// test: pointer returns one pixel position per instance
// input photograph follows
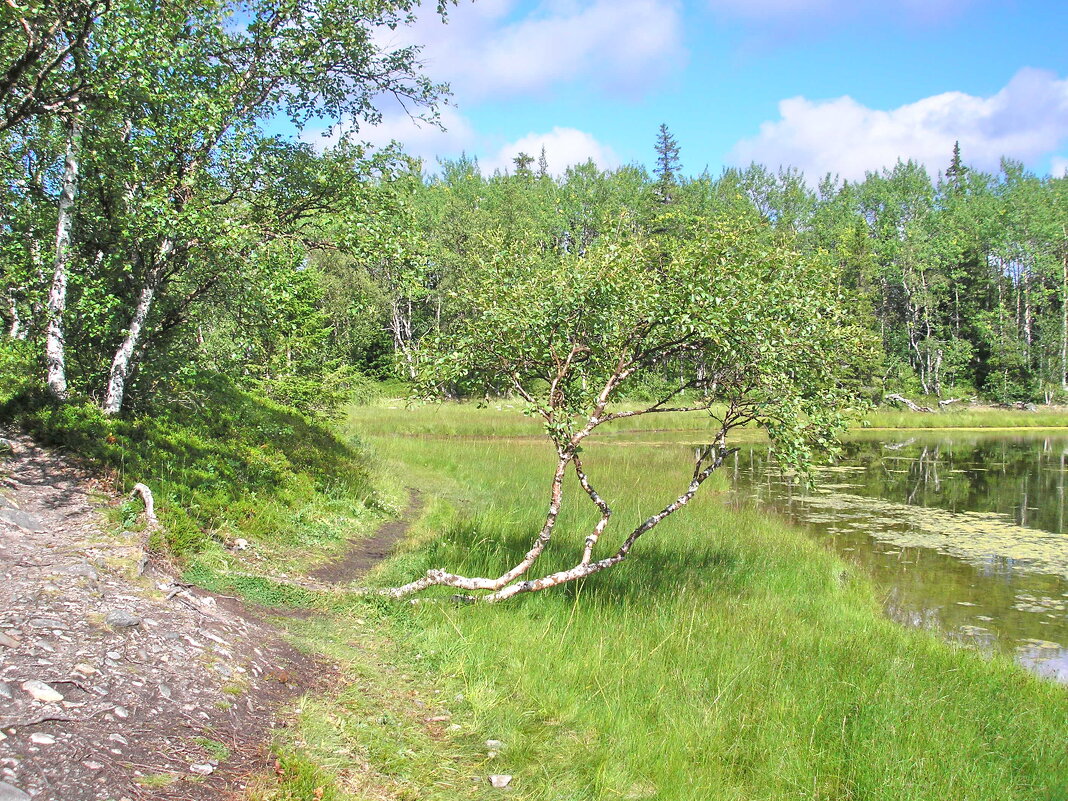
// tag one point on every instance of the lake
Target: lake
(963, 531)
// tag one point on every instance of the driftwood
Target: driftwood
(910, 404)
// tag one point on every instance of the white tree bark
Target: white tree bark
(55, 350)
(123, 360)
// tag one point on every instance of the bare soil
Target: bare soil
(150, 689)
(365, 553)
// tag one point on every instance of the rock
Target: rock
(22, 520)
(42, 692)
(47, 623)
(82, 568)
(122, 619)
(10, 792)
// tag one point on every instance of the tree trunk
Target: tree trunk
(55, 352)
(123, 360)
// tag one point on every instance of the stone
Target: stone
(47, 623)
(22, 520)
(11, 792)
(42, 692)
(120, 618)
(82, 568)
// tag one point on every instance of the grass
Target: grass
(731, 658)
(229, 465)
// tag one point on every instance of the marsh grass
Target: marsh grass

TASK INSTRUCTIONS:
Put every non-blank line of the rows above into a Markdown table with the columns No (a running count) and Line, and leave the pictures out of the answer.

OUTPUT OF THE TASK:
| No | Line |
|---|---|
| 1 | // test: pointer returns one pixel position per instance |
| 2 | // input photograph follows |
| 3 | // tag one point on every instance of the lake |
| 4 | Target: lake |
| 5 | (963, 531) |
| 6 | // tag one point on every instance of the driftwood |
| 7 | Target: driftwood |
| 8 | (910, 404) |
| 9 | // tag one point on every instance of the white tree bark |
| 10 | Target: white tree bark |
| 11 | (55, 350) |
| 12 | (123, 360) |
| 13 | // tag one point on every instance of the bare soil |
| 14 | Target: bare soil |
| 15 | (150, 689) |
| 16 | (365, 553) |
| 17 | // tag one point on every instance of the rock |
| 18 | Target: rock |
| 19 | (22, 520) |
| 20 | (42, 692) |
| 21 | (47, 623) |
| 22 | (82, 568) |
| 23 | (122, 619) |
| 24 | (10, 792) |
| 25 | // tag one point on every instance of the tree trunk |
| 26 | Target: tree trunk |
| 27 | (55, 352) |
| 28 | (123, 360) |
| 29 | // tag one point on every instance of the stone |
| 30 | Target: stone |
| 31 | (47, 623) |
| 32 | (22, 520) |
| 33 | (11, 792) |
| 34 | (42, 692) |
| 35 | (120, 618) |
| 36 | (82, 568) |
| 37 | // tag one point on every instance of the grass |
| 38 | Target: grass |
| 39 | (731, 658) |
| 40 | (229, 465) |
| 41 | // tag one point on every instance of the marsh grass |
| 42 | Target: marsh grass |